=== What needs to be done ===
Write out every one of the records below word for word, with nothing left out or changed.
□ □ □ □ □
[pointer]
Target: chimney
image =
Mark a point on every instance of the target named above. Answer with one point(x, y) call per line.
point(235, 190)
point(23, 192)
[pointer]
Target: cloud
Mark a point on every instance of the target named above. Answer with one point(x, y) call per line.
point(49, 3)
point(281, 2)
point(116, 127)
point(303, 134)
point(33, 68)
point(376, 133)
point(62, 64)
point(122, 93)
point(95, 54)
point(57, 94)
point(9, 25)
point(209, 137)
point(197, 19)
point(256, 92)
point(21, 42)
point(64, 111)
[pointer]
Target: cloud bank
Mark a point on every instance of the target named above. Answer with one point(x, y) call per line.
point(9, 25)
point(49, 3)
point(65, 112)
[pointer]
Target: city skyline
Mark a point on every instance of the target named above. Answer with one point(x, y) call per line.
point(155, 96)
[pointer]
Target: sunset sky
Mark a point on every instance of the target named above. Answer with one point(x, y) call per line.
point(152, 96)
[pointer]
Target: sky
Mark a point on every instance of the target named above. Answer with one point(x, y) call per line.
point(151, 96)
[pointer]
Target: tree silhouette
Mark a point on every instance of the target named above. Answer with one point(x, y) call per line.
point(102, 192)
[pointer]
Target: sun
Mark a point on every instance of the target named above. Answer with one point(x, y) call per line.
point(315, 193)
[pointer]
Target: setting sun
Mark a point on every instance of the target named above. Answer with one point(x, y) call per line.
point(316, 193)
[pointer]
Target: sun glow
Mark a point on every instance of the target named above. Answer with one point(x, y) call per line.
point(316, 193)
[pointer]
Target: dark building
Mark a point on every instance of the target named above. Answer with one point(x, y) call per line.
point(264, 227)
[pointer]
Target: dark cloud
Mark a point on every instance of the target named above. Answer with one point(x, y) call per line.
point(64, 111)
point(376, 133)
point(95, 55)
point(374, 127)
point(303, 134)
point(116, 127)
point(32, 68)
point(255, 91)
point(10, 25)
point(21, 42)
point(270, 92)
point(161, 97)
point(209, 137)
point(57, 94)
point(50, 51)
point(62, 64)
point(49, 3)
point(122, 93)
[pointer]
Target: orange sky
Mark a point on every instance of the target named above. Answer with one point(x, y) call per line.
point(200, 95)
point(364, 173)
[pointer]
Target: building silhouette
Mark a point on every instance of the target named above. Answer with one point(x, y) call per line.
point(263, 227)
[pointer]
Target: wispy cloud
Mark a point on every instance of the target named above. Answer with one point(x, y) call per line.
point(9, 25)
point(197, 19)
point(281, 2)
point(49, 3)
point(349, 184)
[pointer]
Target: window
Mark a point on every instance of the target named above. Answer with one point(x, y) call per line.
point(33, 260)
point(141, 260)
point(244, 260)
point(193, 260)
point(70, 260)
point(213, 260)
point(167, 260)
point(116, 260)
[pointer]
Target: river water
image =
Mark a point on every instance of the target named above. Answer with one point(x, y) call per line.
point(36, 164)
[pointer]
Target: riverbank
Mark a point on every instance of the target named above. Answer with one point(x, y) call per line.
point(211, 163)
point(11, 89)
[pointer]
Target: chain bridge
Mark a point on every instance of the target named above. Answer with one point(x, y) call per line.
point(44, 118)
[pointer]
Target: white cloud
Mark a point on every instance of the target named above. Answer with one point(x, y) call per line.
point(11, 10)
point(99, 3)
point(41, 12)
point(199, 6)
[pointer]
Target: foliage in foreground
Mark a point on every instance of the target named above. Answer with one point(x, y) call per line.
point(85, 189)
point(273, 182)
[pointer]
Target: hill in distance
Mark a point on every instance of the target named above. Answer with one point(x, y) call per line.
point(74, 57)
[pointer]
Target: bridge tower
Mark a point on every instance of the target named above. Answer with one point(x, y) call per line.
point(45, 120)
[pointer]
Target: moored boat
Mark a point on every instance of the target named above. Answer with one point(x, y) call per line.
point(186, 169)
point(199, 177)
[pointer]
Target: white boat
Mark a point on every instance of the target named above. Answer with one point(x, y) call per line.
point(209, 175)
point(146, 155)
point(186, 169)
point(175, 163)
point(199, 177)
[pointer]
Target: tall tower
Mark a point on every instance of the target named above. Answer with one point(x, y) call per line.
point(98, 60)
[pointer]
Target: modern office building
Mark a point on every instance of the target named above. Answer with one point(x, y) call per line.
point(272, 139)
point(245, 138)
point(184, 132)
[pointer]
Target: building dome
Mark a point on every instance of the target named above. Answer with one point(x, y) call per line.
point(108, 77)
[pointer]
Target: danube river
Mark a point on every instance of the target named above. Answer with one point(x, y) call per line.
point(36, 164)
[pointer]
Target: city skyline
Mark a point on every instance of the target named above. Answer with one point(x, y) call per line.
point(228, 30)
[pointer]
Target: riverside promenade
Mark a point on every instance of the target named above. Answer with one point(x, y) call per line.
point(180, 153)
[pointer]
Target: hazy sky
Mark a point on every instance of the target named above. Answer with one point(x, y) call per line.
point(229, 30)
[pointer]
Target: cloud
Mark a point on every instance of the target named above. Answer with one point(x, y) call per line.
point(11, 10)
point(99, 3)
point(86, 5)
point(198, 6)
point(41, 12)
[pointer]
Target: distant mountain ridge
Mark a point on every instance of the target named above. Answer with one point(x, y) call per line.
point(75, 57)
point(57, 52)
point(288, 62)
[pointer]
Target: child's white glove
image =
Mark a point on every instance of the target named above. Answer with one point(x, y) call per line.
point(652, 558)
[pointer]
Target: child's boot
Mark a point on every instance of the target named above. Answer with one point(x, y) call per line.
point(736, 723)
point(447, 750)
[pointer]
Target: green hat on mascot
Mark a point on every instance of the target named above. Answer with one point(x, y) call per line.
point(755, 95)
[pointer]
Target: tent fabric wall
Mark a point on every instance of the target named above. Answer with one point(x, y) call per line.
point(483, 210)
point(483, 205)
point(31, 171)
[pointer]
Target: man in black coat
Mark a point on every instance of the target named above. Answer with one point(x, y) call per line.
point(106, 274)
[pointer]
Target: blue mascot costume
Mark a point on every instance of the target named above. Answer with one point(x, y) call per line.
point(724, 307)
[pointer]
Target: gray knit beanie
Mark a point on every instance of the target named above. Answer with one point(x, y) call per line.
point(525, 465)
□ □ □ □ □
=== Finished task ===
[pointer]
Target: chimney
image =
Mark a point on every instance of the target named above. Answer with one point(x, y) call per line.
point(235, 190)
point(23, 192)
[pointer]
Target: cloud
Mark a point on every instance of the target named above. Answer with one point(x, y) call per line.
point(49, 3)
point(281, 2)
point(116, 127)
point(303, 134)
point(33, 68)
point(376, 133)
point(62, 64)
point(122, 93)
point(95, 54)
point(57, 94)
point(9, 25)
point(209, 137)
point(197, 19)
point(256, 92)
point(21, 42)
point(64, 111)
[pointer]
Target: cloud bank
Mark a point on every instance of the target named above. Answer with one point(x, y) call per line.
point(9, 25)
point(49, 3)
point(65, 112)
[pointer]
Target: city skyline
Mark a point on every instance of the target named above. Answer with one point(x, y) call per line.
point(155, 96)
[pointer]
Target: sunset sky
Mark a point on every instance of the target named above. Answer with one point(x, y) call per line.
point(152, 96)
[pointer]
Target: sky
Mark a point on every instance of the target named above. Answer with one point(x, y) call per line.
point(151, 96)
[pointer]
Target: tree silhouette
Mark a point on every instance of the target named above. Answer with one point(x, y) call per line.
point(102, 192)
[pointer]
Target: sun
Mark a point on every instance of the target named above. Answer with one point(x, y) call per line.
point(315, 193)
[pointer]
Target: setting sun
Mark a point on every instance of the target named above. Answer with one point(x, y) call per line.
point(316, 193)
[pointer]
Target: sun glow
Mark a point on every instance of the target named above. Answer with one point(x, y) call per line.
point(316, 193)
[pointer]
Target: dark building
Mark a point on every instance of the target named above. Answer with one point(x, y) call per line.
point(264, 227)
[pointer]
Target: dark cloud
Mark a point on every instance of the target named above. Answer with one point(x, y) call per line.
point(64, 111)
point(376, 133)
point(95, 55)
point(374, 127)
point(303, 134)
point(116, 127)
point(32, 68)
point(255, 91)
point(10, 25)
point(21, 42)
point(270, 92)
point(161, 97)
point(209, 137)
point(57, 94)
point(50, 51)
point(62, 64)
point(49, 3)
point(122, 93)
[pointer]
Target: orange sky
Mark a point on every instance of the target named above. Answer with one point(x, y) call per line.
point(200, 95)
point(364, 173)
[pointer]
Target: building silhouette
Mark a point on every instance of the target named above. Answer with one point(x, y) call per line.
point(263, 227)
[pointer]
Target: wispy cloud
Mark a point on every instance of the target named above. Answer with one point(x, y) call per line.
point(9, 25)
point(197, 19)
point(281, 2)
point(49, 3)
point(349, 184)
[pointer]
Target: window
Mark a point on every instance of the target named above. Answer with one point(x, y) call per line.
point(33, 260)
point(141, 260)
point(244, 260)
point(193, 260)
point(70, 260)
point(213, 260)
point(167, 260)
point(116, 260)
[pointer]
Target: river water
image =
Mark a point on every instance of the target named above. Answer with one point(x, y) call per line.
point(36, 164)
[pointer]
Target: riverbank
Mark a point on every instance of the target named above. Answer with one point(x, y) call per line.
point(211, 163)
point(11, 89)
[pointer]
Target: chain bridge
Mark a point on every instance of the target named above. Answer with one point(x, y) call per line.
point(44, 118)
[pointer]
Target: white cloud
Mark a point on every instance of the target named above. Answer with one point(x, y) call per line.
point(11, 10)
point(99, 3)
point(41, 12)
point(199, 6)
[pointer]
Target: foliage in foreground
Mark a point on every instance of the target named above. Answer with one point(x, y) call per line.
point(85, 189)
point(273, 182)
[pointer]
Target: hill in distance
Mark a point on every instance of the target named above. Answer with one point(x, y) call per line.
point(74, 57)
[pointer]
Target: bridge tower
Mark a point on every instance of the target named above. Answer with one point(x, y) call per line.
point(45, 120)
[pointer]
Target: moored boat
Mark a point on every instance of the target named above. Answer with one point(x, y) call per line.
point(186, 169)
point(199, 177)
[pointer]
Target: white boat
Mark a point on every instance of the target named above. Answer with one point(x, y) call per line.
point(209, 175)
point(146, 155)
point(186, 169)
point(175, 163)
point(199, 177)
[pointer]
Target: tall tower
Mark a point on every instance of the target named above. Answer with one point(x, y) call per line.
point(98, 60)
[pointer]
Target: modern office building
Mark a point on every instance of the target named above. Answer with one point(x, y) call per line.
point(272, 139)
point(245, 138)
point(184, 132)
[pointer]
Target: building dome
Mark a point on every instance of the target named above. Answer with one point(x, y) call per line.
point(108, 77)
[pointer]
Target: danube river
Mark a point on every instance of the target named above. Answer with one point(x, y) call per line.
point(36, 164)
[pointer]
Target: city skyline
Mark a point on every instance of the target named above. Answer with one point(x, y) call per line.
point(228, 30)
[pointer]
Target: riverside promenade
Mark a point on every instance of the target named above. Answer with one point(x, y) call per line.
point(180, 153)
[pointer]
Target: hazy sky
Mark a point on every instance of the target named above. Answer with one point(x, y) call per line.
point(229, 30)
[pointer]
Target: cloud
Mark a point on every instance of the target named above. Answer with one point(x, y) call per line.
point(11, 10)
point(99, 3)
point(86, 5)
point(198, 6)
point(41, 12)
[pointer]
Target: distant mountain ridge
Mark a point on every instance of the target named above. Answer with one point(x, y) call per line.
point(75, 57)
point(57, 52)
point(288, 62)
[pointer]
Target: child's white glove
image =
Mark a point on every instance of the target named above. Answer with one point(x, y) call per line.
point(652, 558)
[pointer]
Target: child's boot
Mark a point on every instance of the target named above. Answer with one point(x, y) call per line.
point(736, 723)
point(447, 750)
[pointer]
Target: green hat on mascot
Mark a point on every instance of the target named above. Answer with one point(x, y) call per line.
point(755, 95)
[pointer]
Target: tent fabric wall
Mark a point on every instance of the target named above. Answer with one point(x, y) call per line.
point(483, 210)
point(483, 205)
point(31, 171)
[pointer]
Target: man in black coat
Mark a point on every instance of the target named above. Answer with one point(x, y) call per line.
point(106, 274)
[pointer]
Target: blue mascot costume
Mark a point on every instance of the target named above. Answer with one point(x, y) call per line.
point(724, 307)
[pointer]
Target: gray knit beanie
Mark a point on every instance of the target named above. Answer with one point(x, y) call per line.
point(525, 465)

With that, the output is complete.